__EXERCISE GOAL__
Can you give all the records again without altering a single character?

__GIVEN ENTRIES__

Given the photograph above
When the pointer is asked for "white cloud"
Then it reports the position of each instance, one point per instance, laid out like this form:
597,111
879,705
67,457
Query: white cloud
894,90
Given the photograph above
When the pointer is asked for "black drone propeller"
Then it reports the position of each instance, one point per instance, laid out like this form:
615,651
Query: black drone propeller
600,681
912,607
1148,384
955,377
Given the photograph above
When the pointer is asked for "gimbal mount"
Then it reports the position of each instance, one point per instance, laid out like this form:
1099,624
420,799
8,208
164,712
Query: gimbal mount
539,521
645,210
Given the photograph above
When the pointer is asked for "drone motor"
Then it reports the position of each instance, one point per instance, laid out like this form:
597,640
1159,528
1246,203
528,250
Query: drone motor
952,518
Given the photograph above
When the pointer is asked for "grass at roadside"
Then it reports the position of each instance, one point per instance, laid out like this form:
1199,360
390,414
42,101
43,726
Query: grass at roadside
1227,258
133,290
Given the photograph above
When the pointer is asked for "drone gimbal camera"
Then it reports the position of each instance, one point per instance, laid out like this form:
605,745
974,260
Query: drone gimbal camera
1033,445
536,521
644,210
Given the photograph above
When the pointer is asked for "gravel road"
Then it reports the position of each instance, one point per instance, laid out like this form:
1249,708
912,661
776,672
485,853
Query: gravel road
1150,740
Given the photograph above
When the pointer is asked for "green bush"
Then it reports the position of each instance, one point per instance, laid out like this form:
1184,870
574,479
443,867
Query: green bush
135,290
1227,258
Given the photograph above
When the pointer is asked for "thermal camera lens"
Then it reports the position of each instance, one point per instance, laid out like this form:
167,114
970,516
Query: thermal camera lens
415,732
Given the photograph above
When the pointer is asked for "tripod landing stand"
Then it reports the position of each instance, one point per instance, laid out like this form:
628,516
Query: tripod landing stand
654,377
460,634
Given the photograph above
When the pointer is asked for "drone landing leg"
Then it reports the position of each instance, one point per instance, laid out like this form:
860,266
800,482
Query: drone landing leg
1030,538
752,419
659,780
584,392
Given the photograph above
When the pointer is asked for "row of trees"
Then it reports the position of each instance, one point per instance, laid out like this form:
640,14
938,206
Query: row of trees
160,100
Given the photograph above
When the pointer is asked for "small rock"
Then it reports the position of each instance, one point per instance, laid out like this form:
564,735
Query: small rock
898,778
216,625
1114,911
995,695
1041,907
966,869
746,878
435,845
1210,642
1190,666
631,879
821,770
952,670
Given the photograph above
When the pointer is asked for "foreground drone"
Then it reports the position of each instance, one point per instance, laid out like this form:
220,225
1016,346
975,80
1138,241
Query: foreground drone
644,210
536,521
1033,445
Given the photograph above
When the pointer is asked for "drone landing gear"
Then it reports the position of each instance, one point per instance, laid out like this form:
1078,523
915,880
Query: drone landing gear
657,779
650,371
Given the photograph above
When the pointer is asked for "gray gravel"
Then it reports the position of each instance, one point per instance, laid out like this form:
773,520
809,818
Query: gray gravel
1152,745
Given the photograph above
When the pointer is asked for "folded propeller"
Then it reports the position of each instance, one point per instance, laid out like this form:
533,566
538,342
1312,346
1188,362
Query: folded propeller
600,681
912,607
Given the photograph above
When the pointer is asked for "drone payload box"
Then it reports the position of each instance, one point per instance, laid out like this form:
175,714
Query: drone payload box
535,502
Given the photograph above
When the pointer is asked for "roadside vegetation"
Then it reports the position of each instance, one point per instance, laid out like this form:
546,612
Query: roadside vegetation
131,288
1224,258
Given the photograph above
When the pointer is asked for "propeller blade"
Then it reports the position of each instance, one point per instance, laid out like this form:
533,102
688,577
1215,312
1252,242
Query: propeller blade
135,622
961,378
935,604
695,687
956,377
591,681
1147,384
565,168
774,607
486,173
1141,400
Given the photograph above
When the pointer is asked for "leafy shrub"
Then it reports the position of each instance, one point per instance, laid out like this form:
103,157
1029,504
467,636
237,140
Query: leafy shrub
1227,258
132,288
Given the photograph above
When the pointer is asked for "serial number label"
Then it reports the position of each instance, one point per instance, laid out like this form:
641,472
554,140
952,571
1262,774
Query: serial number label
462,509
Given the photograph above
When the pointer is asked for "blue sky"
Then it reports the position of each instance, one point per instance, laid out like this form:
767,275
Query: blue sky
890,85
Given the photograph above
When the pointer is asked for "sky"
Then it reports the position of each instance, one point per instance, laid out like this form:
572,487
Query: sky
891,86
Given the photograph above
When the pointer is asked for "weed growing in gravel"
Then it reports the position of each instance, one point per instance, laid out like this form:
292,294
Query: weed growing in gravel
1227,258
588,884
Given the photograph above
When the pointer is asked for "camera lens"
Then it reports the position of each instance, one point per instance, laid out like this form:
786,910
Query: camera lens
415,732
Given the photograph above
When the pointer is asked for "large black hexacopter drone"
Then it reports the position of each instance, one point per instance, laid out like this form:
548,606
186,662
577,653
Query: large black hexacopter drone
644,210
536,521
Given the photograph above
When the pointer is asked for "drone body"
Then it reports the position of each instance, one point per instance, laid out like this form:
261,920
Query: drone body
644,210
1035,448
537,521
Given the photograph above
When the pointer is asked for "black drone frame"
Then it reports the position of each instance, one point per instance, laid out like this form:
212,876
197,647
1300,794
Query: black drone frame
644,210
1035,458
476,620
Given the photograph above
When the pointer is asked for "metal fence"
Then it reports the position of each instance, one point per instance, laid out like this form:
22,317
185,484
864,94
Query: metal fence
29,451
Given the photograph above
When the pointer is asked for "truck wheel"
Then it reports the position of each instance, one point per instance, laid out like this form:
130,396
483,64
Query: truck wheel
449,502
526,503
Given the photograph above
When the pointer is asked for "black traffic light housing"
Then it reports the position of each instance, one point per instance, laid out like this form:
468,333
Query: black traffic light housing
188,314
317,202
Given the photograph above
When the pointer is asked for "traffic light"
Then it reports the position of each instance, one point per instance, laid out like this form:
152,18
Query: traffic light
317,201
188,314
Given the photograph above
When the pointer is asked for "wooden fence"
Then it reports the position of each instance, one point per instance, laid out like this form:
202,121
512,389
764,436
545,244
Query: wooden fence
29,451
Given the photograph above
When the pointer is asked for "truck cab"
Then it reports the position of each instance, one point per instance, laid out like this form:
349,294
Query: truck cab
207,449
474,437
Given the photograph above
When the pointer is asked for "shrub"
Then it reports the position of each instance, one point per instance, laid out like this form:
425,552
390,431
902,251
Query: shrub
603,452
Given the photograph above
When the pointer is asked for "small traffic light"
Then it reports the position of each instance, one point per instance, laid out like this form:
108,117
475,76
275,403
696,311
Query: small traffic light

__FULL RESPONSE__
Given the photograph above
When the pointer is asked for "white cloud"
Then it reports the position of each instance, one point per instance, laid out like this form:
597,111
879,705
67,457
Query: white cloud
894,90
Given the photograph above
When the pointer is asked for "black drone propeller"
Then it reports the position of each instance, one point per instance, laid out like this form:
615,651
Query: black drone propeller
600,681
912,607
1148,384
955,377
Given the photograph above
When the pointer is asked for "gimbal mount"
Then it reports the position of each instance, one point per instance, laid out like this form:
1099,624
420,799
8,208
164,712
Query: gimbal mount
539,521
645,210
Given the photograph above
When the pointer is asked for "drone motor"
Then it reports the position of each instance, one point per instance, laid out like this form:
597,640
1159,528
1246,203
528,250
Query: drone motor
952,518
Given the photograph above
When the pointer is asked for "grass at roadside"
Then it reports the position of each instance, one point per instance, laid out like this form:
1199,360
390,414
42,101
43,726
Query: grass at roadside
1227,258
133,290
Given the photograph above
When the pointer is asked for "drone gimbal camera"
Then it reports the position of each instance, one point per instance, laid out like this form:
605,745
974,260
Query: drone gimbal camera
1033,445
536,521
644,210
Given the photograph above
When the pointer is asked for "gravel road"
Then it reports the position of each instance, one point per instance, laid out like this form:
1249,708
912,661
776,672
485,853
Query: gravel road
1150,740
Given the photograph above
When the pointer is asked for "green bush"
Then it reports the position of each instance, one point per instance, laid out like this form:
1184,870
574,479
443,867
Query: green bush
135,290
1227,258
Given the photograph above
When the pointer is asked for "thermal camera lens"
Then it reports the position of each instance, one point per instance, laid out like this form:
167,114
970,516
Query: thermal camera lens
415,732
Given the photograph above
When the pointer is asked for "tripod landing stand"
Then it reports the position of each instance, one point per instance, laid out like this form:
628,516
Query: tripod landing stand
654,377
460,634
Given the photograph above
When the pointer is asked for "drone landing leg"
Then it reports the position of each instance, one point per instance, laid out like this form:
860,266
800,482
Query: drone landing leg
1030,538
752,419
659,780
584,392
Given the photograph above
When the pointer is asked for "row of trees"
Then it reports the position of each instance, one point per instance, laid out like this form:
640,14
938,206
Query: row of trees
160,100
Given the photograph above
When the pointer is asked for "small rock"
Then it reports the position of each instance, one point per instance, laid out like this form:
564,735
Query: small rock
898,778
216,625
1114,911
995,695
1041,907
966,869
746,878
435,845
1210,642
1190,666
631,879
821,770
952,670
Given the photograph above
When the pointer is asked for "foreground drone"
Then it reports the position of each instance, one point per instance, laid out like this form:
220,225
1016,346
975,80
1138,241
Query: foreground drone
644,210
536,521
1033,445
Given the photograph above
When the pointer is asked for "drone landing gear"
Then it reports the position of each instance, one point per instance, laid out like this form:
1078,523
915,880
Query: drone landing gear
657,779
650,371
Given the photograph above
When the pointer is asked for "gray gravel"
Then it reports the position of each instance, one point per instance, laid out like this form:
773,520
809,818
Query: gray gravel
1152,745
Given the photograph above
When the pointer is asked for "folded propeller"
Then it reports the position of each instance, one point per instance, laid out like this form:
533,566
538,342
1312,346
1188,362
Query: folded propeller
600,681
912,607
Given the photograph above
When the pointer is asked for "drone payload box"
Then it reports the position of each instance, one point per instance, laid out like this form:
175,714
Query: drone payload box
535,502
Given the photograph above
When the pointer is asked for "roadside vegetation"
Then it reports the position of each instance, one point per instance, laid out like this form:
546,612
Query: roadside vegetation
131,288
1224,258
Given the photograph above
When the pointer is asked for "propeller blade"
Then it reports the position of each instance, one point per instance, laid out like this form:
533,102
688,577
1215,312
1252,242
Query: propeller blade
135,622
961,378
935,604
695,687
956,377
591,681
1147,384
565,168
774,607
486,173
1141,400
Given the photograph above
When the pointer is asked for "leafy shrub"
Then it reports the position of each instance, one point per instance, laid out like this form:
103,157
1029,504
467,636
237,140
Query: leafy shrub
1227,258
132,288
Given the photograph above
When the pointer is asked for "serial number label"
Then it reports the position of each instance, one point per instance, laid out like this form:
641,472
554,140
952,571
1262,774
Query: serial number label
462,509
Given the photograph above
When the pointer is asked for "blue sky"
Then it reports the position of each instance, one point per instance, laid out like this form:
767,275
Query: blue sky
890,85
Given the photograph above
When the pointer is asked for "sky"
Then it reports the position of each instance, one point per instance, laid out like this form:
572,487
Query: sky
891,86
Given the photograph above
When the pointer is asked for "weed growing in gravel"
Then it reports the position of each instance, one point per instance, laid out like this form:
292,294
Query: weed growing in gravel
1227,258
588,884
Given the photograph above
When the pointer is asked for "camera lens"
Then it reports the position of each instance, one point per instance, laid out like this form:
786,910
Query: camera lens
415,732
Given the photograph above
When the pointer is asked for "large black hexacopter drone"
Then it reports the position of each instance, one point per instance, laid out like this form:
548,606
186,662
577,653
Query: large black hexacopter drone
644,210
536,521
Given the photograph above
When the pointer is asked for "drone body"
Then it reports the position of each instance, one point per instance, laid out like this form:
261,920
Query: drone body
644,210
1035,448
537,521
Given the photograph above
When the pointer is asked for "black drone frame"
Then it reports the position of each instance, one point per instance, laid out like this form:
212,876
197,647
1300,794
Query: black drone frame
644,210
1035,458
476,620
Given the photograph above
When the pointer is asked for "metal fence"
Then it reports the position of each instance, one point per instance, laid out like this form:
22,317
185,484
864,94
Query: metal fence
29,451
Given the photograph above
When the pointer is asked for "truck wheel"
Then it reports the position of each instance, one point per instance, laid out like this form:
130,396
483,64
Query: truck wheel
449,502
526,503
Given the photograph above
When the pointer is asked for "black traffic light housing"
Then it reports the position of each instance, one point per instance, laid out like this form:
468,333
Query: black traffic light housing
188,314
317,202
Given the photograph above
When the pointer is asked for "traffic light"
Then it reports the position of each instance, one point per instance, laid out like this form:
152,18
Query: traffic light
317,201
188,314
Given the photograph above
When the pointer is asked for "wooden fence"
Then it reports the position of each instance, one point per instance, laid out like this form:
202,121
512,389
764,436
545,244
Query: wooden fence
29,451
Given the photograph above
When the pointer is asked for "truck cab"
Then it reports the position of each instance, one point per instance, laid out like this form:
349,294
Query: truck cab
207,449
474,437
Given the photograph above
When the pointer is asked for "shrub"
Then it reports the position of each instance, one point per instance, laid out like this form:
425,552
390,431
902,251
Query: shrub
603,452
Given the photograph above
When the pointer is asked for "small traffic light"
Then it reports the position of each instance, one point per instance, laid out like this form:
108,117
475,76
275,403
696,311
Query: small traffic light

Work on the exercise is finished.